# EXCERPT PROVIDED:
===
Yes.   The trance is entry, entrance.   I am drawn into the “ar’got” or secret tongue.   My vision drawn up into the web, the polyphony of stone and timber, evolved as one of those dark caves of limestone rock whose glory drop by drop the rain carved out through the aeons.   As stalagmite to stalactite, is my soul’s growth from the ground towards the point of meeting, of reflection in that imperceptible deposit of cosmic mineral.    Let us draw together through time, this space of meeting.

The moment of the whole is my small candle flame.  It lifts away from the wick to unite with itself in the upper waters on the rock – an inverted flame approaches.   The interpenetrating planes of the sphere – petals of  vesica pisces – dissolve as a droplet.   Not by earthly measure a large chamber, this vault; one candle would suffice to illumine it;  a single drop contains itself a sea.
===
# RECORDS TO PROCESS:
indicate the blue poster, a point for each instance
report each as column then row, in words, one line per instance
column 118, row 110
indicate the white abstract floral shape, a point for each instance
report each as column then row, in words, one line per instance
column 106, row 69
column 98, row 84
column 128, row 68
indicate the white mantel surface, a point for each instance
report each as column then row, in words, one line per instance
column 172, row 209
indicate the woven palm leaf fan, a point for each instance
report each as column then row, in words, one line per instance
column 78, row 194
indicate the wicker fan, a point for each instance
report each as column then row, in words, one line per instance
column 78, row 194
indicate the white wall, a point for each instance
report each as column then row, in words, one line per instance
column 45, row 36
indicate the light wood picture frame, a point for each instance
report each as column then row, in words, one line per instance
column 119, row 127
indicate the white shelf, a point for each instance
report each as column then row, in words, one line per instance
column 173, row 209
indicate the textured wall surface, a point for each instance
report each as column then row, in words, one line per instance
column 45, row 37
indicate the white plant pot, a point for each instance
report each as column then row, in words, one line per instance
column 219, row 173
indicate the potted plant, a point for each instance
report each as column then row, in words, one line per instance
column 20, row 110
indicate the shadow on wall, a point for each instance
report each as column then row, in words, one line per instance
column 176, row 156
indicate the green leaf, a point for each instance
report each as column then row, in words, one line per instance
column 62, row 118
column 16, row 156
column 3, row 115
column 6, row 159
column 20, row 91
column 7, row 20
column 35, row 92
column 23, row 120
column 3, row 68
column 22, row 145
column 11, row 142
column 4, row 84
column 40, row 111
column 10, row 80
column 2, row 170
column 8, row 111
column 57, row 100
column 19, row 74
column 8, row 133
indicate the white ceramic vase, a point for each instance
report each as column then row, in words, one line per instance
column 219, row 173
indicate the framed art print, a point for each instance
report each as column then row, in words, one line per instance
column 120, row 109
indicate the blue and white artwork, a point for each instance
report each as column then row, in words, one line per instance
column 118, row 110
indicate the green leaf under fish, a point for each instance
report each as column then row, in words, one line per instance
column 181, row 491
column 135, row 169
===
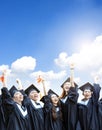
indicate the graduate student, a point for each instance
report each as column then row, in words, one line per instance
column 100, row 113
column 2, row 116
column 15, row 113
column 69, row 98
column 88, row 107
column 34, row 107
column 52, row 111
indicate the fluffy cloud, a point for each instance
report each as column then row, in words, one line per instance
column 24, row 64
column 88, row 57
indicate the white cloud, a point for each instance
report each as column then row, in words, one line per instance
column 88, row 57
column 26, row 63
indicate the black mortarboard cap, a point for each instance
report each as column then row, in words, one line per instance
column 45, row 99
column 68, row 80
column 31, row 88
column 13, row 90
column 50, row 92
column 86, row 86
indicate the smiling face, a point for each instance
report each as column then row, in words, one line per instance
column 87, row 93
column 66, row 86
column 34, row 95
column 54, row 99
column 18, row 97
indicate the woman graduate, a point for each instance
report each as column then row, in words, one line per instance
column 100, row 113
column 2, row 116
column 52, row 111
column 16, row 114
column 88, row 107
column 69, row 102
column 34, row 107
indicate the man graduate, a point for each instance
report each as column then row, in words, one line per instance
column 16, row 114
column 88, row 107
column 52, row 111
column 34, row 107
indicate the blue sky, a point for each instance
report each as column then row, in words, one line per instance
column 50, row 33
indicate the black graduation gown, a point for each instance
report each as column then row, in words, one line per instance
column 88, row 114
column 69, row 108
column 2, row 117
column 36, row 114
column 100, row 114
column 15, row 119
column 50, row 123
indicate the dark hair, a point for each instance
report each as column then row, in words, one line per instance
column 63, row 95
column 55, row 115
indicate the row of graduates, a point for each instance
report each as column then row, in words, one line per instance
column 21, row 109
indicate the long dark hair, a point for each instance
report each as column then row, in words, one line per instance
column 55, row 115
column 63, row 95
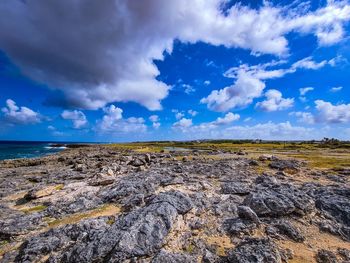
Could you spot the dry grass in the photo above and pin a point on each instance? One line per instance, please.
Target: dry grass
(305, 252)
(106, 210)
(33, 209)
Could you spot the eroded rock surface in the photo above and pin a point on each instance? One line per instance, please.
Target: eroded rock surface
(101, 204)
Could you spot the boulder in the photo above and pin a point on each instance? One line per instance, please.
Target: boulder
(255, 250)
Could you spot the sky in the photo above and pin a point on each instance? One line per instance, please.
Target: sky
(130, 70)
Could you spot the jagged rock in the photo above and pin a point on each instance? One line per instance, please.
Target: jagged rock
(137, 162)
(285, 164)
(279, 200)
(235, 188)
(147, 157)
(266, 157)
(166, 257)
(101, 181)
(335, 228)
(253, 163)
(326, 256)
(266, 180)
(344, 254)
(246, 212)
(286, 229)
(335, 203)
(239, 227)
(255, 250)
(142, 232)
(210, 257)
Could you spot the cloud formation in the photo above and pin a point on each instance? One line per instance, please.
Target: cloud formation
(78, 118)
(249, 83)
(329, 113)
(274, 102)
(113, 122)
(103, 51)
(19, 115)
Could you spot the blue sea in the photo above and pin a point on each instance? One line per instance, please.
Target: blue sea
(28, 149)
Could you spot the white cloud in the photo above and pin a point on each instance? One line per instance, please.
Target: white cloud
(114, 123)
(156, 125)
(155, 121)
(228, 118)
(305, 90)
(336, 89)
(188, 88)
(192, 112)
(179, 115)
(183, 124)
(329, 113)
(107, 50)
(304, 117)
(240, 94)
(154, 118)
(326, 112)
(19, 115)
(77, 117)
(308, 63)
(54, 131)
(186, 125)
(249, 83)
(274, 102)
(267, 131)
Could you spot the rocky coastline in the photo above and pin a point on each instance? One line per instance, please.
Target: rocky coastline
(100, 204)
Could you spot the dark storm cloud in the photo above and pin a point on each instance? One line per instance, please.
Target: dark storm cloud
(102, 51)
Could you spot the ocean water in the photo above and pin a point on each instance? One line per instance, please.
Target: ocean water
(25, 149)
===
# INSTRUCTIONS:
a – Rewrite the cave passage from "Yes.   The trance" to "this space of meeting.", putting "sandstone" in place of "limestone".
b – Recast the entries from the line with "indicate the blue poster, a" to the line with "column 172, row 209" as a two-column CSV with the headers instruction and answer. Each row should hold one instruction and its answer, each in its own quoted field, with line breaks turned into spaces.

# RESPONSES BY TASK:
a –
Yes.   The trance is entry, entrance.   I am drawn into the “ar’got” or secret tongue.   My vision drawn up into the web, the polyphony of stone and timber, evolved as one of those dark caves of sandstone rock whose glory drop by drop the rain carved out through the aeons.   As stalagmite to stalactite, is my soul’s growth from the ground towards the point of meeting, of reflection in that imperceptible deposit of cosmic mineral.    Let us draw together through time, this space of meeting.

b –
instruction,answer
"indicate the blue poster, a point for each instance report each as column then row, in words, one line per instance","column 118, row 110"
"indicate the white abstract floral shape, a point for each instance report each as column then row, in words, one line per instance","column 106, row 69 column 98, row 84 column 128, row 68"
"indicate the white mantel surface, a point for each instance report each as column then row, in words, one line per instance","column 172, row 209"